A brother’s responsibility
In May 1990, three months after the homicides, Veronica Escalante went on a date with Anthony Teran, whom she’d met in class at New Mexico State University.
When Veronica and Anthony were about to leave on their first date, he received a phone call from Audrey Teran, Steven’s widow. Audrey was distraught so Veronica and Anthony spent the entire night with Audrey, comforting her.
Veronica remembers many nights spent comforting Audrey.
“She lost everything that day. She never went back to her house,” Veronica said.
Despite the tragedy that enveloped the Teran family, Veronica knew within the first couple of months of dating Anthony that she’d spend the rest of her life with him, and they’ve managed to build a happy life together.
“I think supporting each other through it all, through everything that life brings you, just being there for each other. A lot of affection, a lot of love, a lot of understanding, a lot of patience. Whatever he’s going through, I’m going through. We go through it together,” she said.
This time of year is especially difficult for the bowling alley victims and their loved ones. Few of them speak about it publicly, leaving it to Anthony to be the unofficial spokesperson of the tragedy.
“Anthony made Steven a promise when Steven passed away that he would do everything within his ability to get this solved, or to have justice and just because justice hasn’t been solved yet, we can’t give up. We have to keep trying,” Veronica said.
Anthony often speculates as to why and how the massacre happened and has never broken his promise to keep searching for answers.
“I can almost guarantee that those two guys are dead. By their lifestyle, because if you can shoot a 6-year-old and a 2-year-old in the forehead, you can do anything. You can do anything. Nothing’s going to bother you,” he said.
Anthony said it would be a small recompense to the victims if someone alive would be held responsible.

-- PROVIDED DATA --
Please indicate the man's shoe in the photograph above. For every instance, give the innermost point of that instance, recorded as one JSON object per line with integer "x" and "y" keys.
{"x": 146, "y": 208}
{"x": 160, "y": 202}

-- YOUR TASKS --
1 – Reproduce the article about the Teran family word for word, everything from "When Veronica and" down to "happy life together.".
2 – In the article about the Teran family, who phoned Anthony as he and Veronica were about to leave on their first date?
Rely only on the article about the Teran family.

-- WRITTEN RESPONSES --
1 –
When Veronica and Anthony were about to leave on their first date, he received a phone call from Audrey Teran, Steven’s widow. Audrey was distraught so Veronica and Anthony spent the entire night with Audrey, comforting her.
Veronica remembers many nights spent comforting Audrey.
“She lost everything that day. She never went back to her house,” Veronica said.
Despite the tragedy that enveloped the Teran family, Veronica knew within the first couple of months of dating Anthony that she’d spend the rest of her life with him, and they’ve managed to build a happy life together.

2 – Audrey Teran, Steven's widow.